══ Provided records ══

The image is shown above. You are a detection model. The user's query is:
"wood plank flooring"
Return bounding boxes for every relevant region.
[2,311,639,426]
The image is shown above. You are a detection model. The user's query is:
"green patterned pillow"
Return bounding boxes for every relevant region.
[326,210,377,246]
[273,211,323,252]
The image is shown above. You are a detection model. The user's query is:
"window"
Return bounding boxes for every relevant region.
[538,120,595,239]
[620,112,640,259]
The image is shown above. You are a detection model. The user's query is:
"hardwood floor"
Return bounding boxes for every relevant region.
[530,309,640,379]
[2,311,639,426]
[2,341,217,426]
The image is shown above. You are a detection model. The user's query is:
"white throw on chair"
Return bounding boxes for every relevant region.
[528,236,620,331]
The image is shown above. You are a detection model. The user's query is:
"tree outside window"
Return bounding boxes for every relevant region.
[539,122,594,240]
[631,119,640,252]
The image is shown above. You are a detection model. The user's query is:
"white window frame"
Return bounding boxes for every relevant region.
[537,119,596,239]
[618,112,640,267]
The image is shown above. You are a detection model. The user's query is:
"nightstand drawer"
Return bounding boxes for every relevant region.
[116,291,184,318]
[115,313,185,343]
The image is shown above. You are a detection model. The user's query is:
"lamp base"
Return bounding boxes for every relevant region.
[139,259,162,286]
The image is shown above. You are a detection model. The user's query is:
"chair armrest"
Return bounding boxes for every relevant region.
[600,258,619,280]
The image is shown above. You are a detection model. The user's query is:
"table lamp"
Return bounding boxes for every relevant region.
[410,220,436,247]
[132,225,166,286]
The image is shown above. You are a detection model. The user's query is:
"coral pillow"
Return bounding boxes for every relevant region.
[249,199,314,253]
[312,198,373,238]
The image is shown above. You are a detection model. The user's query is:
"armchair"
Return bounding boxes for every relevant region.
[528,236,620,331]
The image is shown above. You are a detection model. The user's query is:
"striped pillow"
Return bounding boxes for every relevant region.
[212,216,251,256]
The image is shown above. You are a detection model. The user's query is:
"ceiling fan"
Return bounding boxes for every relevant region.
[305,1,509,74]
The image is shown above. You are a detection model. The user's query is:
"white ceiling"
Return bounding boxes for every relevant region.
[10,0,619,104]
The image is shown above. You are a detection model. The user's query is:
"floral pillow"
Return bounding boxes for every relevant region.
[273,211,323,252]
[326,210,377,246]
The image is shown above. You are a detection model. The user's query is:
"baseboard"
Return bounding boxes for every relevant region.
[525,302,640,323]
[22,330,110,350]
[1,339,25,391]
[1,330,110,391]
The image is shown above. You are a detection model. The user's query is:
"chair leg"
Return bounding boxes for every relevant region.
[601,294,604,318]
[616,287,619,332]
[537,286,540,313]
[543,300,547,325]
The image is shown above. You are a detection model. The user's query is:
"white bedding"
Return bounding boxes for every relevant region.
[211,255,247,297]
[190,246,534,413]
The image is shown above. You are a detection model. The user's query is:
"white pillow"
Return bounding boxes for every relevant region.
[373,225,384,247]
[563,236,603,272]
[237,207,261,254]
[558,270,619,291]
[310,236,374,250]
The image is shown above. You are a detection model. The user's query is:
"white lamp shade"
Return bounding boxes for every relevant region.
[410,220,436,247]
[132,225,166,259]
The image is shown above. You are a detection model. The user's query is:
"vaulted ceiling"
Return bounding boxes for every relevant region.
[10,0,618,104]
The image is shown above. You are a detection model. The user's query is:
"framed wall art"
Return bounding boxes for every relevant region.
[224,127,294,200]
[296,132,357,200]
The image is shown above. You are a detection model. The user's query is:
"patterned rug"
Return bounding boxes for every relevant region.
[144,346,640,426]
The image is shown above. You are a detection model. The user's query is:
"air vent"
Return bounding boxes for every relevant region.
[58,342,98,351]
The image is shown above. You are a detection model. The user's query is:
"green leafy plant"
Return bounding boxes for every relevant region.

═══

Within the data above, find the lines that contain the word "window" and copy each of them.

"window"
"tree outside window"
"white window frame"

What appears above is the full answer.